Change "jacket sleeve" to "coat sleeve" in the material from the line with "Planogram-check task. Target: jacket sleeve" to the line with "point(279, 899)", both lines included. Give back only those lines, with everything else left the same.

*Listed entries*:
Start
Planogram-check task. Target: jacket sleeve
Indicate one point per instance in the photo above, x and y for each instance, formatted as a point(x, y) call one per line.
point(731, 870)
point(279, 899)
End
Start
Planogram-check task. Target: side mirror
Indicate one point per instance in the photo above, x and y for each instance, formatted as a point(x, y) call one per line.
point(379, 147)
End
*Result of the task*:
Planogram-check task. Target: coat sleeve
Indicate one point per instance in the photo above, x and y for each instance, formatted as a point(x, y) call one per line.
point(731, 870)
point(279, 899)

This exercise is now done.